» Requirement:
Your answer must contain each line of the listing in which "sofa" appears, copied in full.

____

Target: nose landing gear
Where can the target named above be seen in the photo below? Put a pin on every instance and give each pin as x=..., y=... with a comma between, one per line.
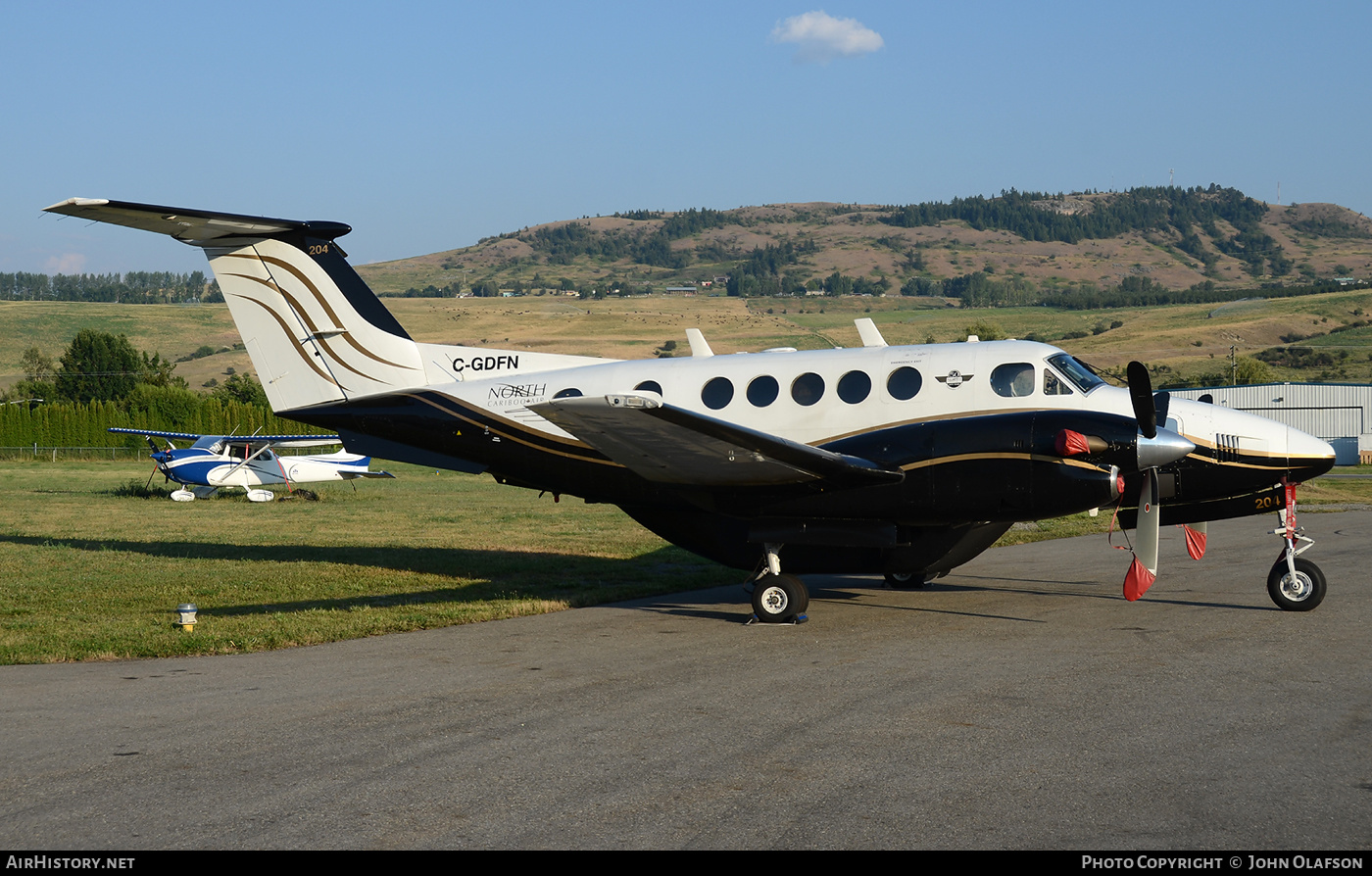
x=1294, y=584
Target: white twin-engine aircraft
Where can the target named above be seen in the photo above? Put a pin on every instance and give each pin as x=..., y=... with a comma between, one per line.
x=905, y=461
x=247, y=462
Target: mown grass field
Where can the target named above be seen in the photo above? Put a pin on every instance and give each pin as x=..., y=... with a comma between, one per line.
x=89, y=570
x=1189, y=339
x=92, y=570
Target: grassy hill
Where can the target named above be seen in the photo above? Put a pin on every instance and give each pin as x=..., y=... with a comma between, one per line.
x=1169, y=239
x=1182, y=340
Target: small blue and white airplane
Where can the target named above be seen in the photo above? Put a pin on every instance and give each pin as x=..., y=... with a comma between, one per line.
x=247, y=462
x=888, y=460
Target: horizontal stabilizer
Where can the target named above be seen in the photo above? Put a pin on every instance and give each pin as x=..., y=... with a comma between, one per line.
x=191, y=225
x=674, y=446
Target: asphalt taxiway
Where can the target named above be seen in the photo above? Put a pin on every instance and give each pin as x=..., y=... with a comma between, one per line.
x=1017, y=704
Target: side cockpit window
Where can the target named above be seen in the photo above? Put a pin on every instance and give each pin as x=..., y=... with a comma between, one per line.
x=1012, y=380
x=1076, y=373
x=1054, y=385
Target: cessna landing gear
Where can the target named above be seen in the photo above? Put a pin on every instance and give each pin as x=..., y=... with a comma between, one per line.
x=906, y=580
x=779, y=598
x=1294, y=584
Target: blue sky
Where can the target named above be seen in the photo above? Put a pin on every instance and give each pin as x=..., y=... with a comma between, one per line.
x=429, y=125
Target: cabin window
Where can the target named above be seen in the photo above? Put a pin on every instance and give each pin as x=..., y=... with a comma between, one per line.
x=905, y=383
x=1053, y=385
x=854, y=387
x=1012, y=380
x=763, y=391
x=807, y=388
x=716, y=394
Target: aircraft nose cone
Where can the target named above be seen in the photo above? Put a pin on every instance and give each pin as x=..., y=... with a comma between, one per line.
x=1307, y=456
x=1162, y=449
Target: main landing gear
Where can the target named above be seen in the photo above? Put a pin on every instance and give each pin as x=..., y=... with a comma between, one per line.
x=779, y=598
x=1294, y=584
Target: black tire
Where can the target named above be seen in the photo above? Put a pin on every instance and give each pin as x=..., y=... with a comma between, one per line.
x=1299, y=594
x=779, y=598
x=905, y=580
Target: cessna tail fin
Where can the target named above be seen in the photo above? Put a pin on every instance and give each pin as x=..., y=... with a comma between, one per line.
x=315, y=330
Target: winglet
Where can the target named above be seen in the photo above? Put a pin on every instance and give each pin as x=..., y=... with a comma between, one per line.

____

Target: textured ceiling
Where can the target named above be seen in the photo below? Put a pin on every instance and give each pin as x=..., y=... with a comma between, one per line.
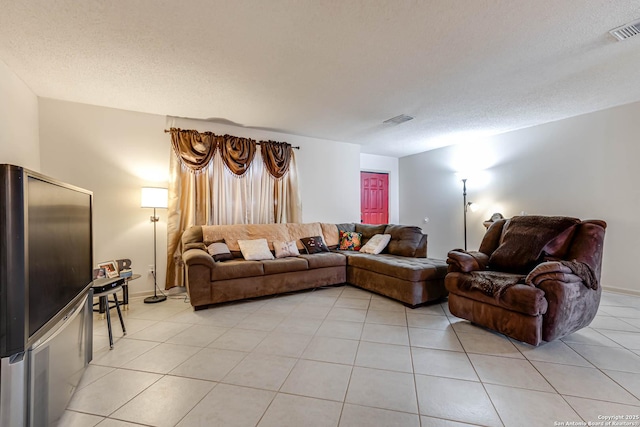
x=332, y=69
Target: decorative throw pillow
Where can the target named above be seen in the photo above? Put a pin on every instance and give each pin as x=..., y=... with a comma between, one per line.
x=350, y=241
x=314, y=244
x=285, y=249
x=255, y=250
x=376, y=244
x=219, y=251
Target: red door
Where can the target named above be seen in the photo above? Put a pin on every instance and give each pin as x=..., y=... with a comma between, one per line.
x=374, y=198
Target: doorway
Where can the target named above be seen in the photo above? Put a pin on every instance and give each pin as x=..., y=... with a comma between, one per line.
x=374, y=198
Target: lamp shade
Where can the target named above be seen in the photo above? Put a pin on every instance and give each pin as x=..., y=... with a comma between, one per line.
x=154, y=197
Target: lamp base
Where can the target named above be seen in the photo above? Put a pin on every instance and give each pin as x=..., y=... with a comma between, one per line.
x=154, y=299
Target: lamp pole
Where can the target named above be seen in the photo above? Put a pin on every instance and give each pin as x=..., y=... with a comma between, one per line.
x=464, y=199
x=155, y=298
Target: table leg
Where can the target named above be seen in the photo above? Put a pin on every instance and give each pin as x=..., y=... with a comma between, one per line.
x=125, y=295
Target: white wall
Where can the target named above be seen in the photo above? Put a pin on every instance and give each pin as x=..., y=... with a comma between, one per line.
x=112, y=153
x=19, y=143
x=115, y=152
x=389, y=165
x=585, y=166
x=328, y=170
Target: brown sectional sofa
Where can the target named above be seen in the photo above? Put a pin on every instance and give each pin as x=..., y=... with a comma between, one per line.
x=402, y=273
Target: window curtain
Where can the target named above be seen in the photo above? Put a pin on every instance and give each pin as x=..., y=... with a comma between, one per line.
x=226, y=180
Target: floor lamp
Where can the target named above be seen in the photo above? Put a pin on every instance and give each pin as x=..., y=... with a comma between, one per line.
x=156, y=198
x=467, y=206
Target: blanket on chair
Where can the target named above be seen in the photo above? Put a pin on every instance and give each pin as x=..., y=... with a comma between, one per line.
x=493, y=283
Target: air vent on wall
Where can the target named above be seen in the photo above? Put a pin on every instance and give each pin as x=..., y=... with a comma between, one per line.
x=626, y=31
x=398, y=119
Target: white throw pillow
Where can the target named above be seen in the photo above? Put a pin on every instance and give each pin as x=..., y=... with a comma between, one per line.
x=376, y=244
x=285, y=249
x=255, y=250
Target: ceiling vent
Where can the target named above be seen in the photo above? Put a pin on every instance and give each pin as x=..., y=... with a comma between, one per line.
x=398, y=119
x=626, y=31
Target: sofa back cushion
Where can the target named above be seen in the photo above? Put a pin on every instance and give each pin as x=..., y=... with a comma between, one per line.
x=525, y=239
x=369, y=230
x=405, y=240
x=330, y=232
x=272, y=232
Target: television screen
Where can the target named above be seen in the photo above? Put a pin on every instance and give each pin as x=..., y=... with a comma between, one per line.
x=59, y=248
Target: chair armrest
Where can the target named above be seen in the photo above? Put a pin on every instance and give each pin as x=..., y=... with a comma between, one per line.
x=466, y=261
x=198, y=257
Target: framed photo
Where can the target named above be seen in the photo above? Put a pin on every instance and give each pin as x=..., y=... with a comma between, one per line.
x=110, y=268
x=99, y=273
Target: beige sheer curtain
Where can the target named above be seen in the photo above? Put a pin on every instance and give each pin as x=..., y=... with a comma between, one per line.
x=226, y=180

____

» Result of this exercise:
Target: brown sectional sofa
Target: sofa back cushion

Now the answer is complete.